(Beginning of Selected extract)
Don Lanphere shows off some of old posters from the Trianon Ball Room
in Seattle. He played with some of the top jazz musicians of his time,
recording with such legends as Fats Navarro and Max Roach.

Don Lanphere, the legendary Wenatchee-born bebop jazz saxophone player
who overcame dependence on drugs and alcohol to become one of the deans of Seattle jazz musicians, died yesterday at Group Health Eastside Hospital in Redmond. He was 75.

Mr. Lanphere, of Kirkland, was a regular at jazz events in the region,
playing a gig at Tula's, in numerous festivals and as featured tenor
sax with the Seattle Repertory Jazz Orchestra. He was among the top
bebop jazz musicians, improvising with the rapid-fire riffs that
characterized that style of jazz.

But he was more than that. He could write a chart - a musical
arrangement used as the base for improvisation - on the sound of water
dripping in a tub. He could bring listeners to tears, playing a solo
jazz version of the Lord's Prayer on the soprano sax at a Sunday brunch at the end of a weekend jazz festival.

"He was a candidate for sainthood around here," said Bud Young, of
Bud's Jazz Records, a longtime friend and colleague.

For the past several years, Young and Mr. Lanphere co-hosted the "Don
and Bud Show," a Monday morning jazz program on Bellevue Community
College radio station KBCS-FM (91.3), playing and talking about their
favorite musician and pieces.

They knew what they were talking about.

"Seven or eight years ago he came as a guest on my show and he never
left," Young said.

During the past two months, because of Mr. Lanphere's illness, Young
hosted the show alone. But it will always be the "Don and Bud Show,"
Young said.

"(Don) is absolutely the nicest, kindest, most intelligent man you
could ever know," he said. "We just got along really well. ... He's the most admirable person I have ever met."

Mr. Lanphere was a gentle spirit and an inspiration to many, Young
said.

"He was well-respected by every musician who came in contact with him," he said. "He never had a bad word to say about anybody."

While best known in his later years to Seattle and Northwest audiences, Mr. Lanphere could hold his own with the best, playing with top groups and orchestras around the world.

He was ranked with some of the top jazz musicians of his time before he was 20, recording with such bebop trumpet legends as Fats Navarro and Max Roach in the late 1940s and early 1950s. He played gigs with Woody Herman and Charlie Parker and with big-ticket big bands such as Artie Shaw's.

Yet Mr. Lanphere also succumbed to the fast life of the jazz world in
New York, using drugs and alcohol to such an extent that by 1960 he was back in Wenatchee running his father's music store, his horn gathering dust, all but forgotten in the jazz world. "From the Big Apple to the little apple," Mr. Lanphere once said about that period.

Mr. Lanphere was frank about his problems. His official biography says
"the rest of the following decade and a half was punctuated by narcotic difficulties causing him to return to his father's store in Wenatchee."


But in 1969, Mr. Lanphere, and Midge, his wife ? they celebrated their
50th anniversary earlier this year ? changed. They became born-again
Christians, and Mr. Lanphere stopped his substance abuse and started
playing music again.

"One of the major things would be my conversion to Christianity," Mr.
Lanphere once said, "which was thoroughly unexpected by me, and it was
a life-changer because I would be dead by now, otherwise."
(End of Selected extract)
(Beginning of Supplied data)
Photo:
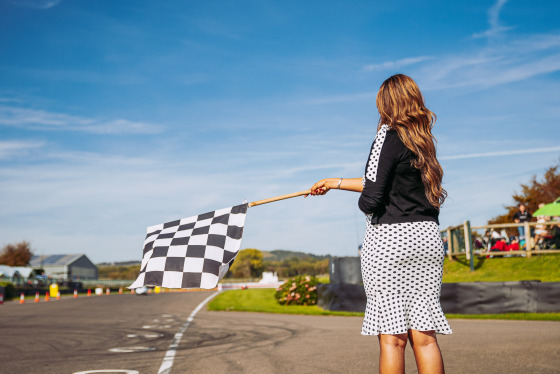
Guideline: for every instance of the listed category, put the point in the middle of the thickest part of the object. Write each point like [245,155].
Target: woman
[402,254]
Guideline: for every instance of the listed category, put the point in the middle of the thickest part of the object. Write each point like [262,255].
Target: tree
[532,194]
[16,254]
[248,264]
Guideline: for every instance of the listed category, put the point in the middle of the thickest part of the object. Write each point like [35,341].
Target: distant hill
[121,263]
[281,255]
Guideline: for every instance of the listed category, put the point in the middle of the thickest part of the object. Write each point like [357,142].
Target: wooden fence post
[470,244]
[527,238]
[466,230]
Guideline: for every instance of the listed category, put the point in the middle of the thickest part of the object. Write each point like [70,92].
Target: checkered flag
[193,252]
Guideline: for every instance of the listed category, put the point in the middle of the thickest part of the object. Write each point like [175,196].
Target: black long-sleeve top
[393,189]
(End of Supplied data)
What this exercise asks →
**A)** Which musicians and bandleaders does the Don Lanphere obituary name as people he recorded or played with?
**B)** Answer these questions from the Don Lanphere obituary:
(i) In which hospital did Lanphere die, and in what city?
(ii) On what day and on which station did the "Don and Bud Show" air?
(iii) In what year did Lanphere and Midge become born-again Christians?
**C)** Could you pick up the Don Lanphere obituary after its last sentence and carry it on?

List of answers →
**A)**
Fats Navarro
Max Roach
Woody Herman
Charlie Parker
Artie Shaw

**B)**
(i) Group Health Eastside Hospital in Redmond.
(ii) Monday mornings on Bellevue Community College radio station KBCS-FM (91.3).
(iii) 1969.

**C)**
Mr. Lanphere went on to rebuild his career. By the time of his death,
he was the dean of the jazz world in Seattle, a veteran whose 75 years
of life reverberated through every note.

"For all of his 75 years he's been a consummate musician and never
stopped improving his skills and showing the rest of us how modern jazz should continue to evolve and grow," said Michael Brockman, a professor at the University of Washington School of Music.

Brockman is a respected jazz saxophonist and is co-founder of the
Seattle Repertory Jazz Orchestra. Mr. Lanphere played lead tenor in the group until he became ill.

Mr. Lanphere had a "constant ability to deliver an emotional
performance that served the audience and employed form and structure
from beginning to end," Brockman said. "He was the best player on stage wherever he went."

But it is his students who remember him most.

"Don Lanphere is the Seattle Jazz Patriarch and Grandpop to all those
who have been his students, his colleagues, his friends, and of course, his fans," said Aadip Desai, one student. "His enthusiasm, guidance and wisdom have been integral to the development and success of many musicians. As a musician, he is creative, humorous and a great presence on the bandstand. It is impossible to not learn volumes from Don at a gig or during a lesson."

Mr. Lanphere was born on June 6, 1928, in Wenatchee, where his father
ran the biggest music store in town and where he first encountered
jazz, learning to play from listening to recordings. In his teens, he
would travel to Seattle to play with touring bands.

He briefly went to Northwestern University in Chicago to study music.
But the growing postwar jazz scene in New York, where big-band swing
bands were being replaced by a "cool" new sound, soon lured him. By
1948, at 20, Mr. Lanphere had a growing reputation that secured him a
recording date with the trend-setting Max Roach/Fats Navarro band.

He played with Herman, Shaw and became part of Parker's circle, making
a series of recordings that came to be known as the Apartment Sessions.

In 1982, he was invited by Arkansas businessman William Craig to make a quintet recording, released by Hep Records, which marked his return to the scene. Mr. Lanphere, like his mentor Herman, had the gift of
finding and inspiring young players. In particular, he has eagerly
promoted the talents of pianist Marc Seales and trumpeter Jon Pugh.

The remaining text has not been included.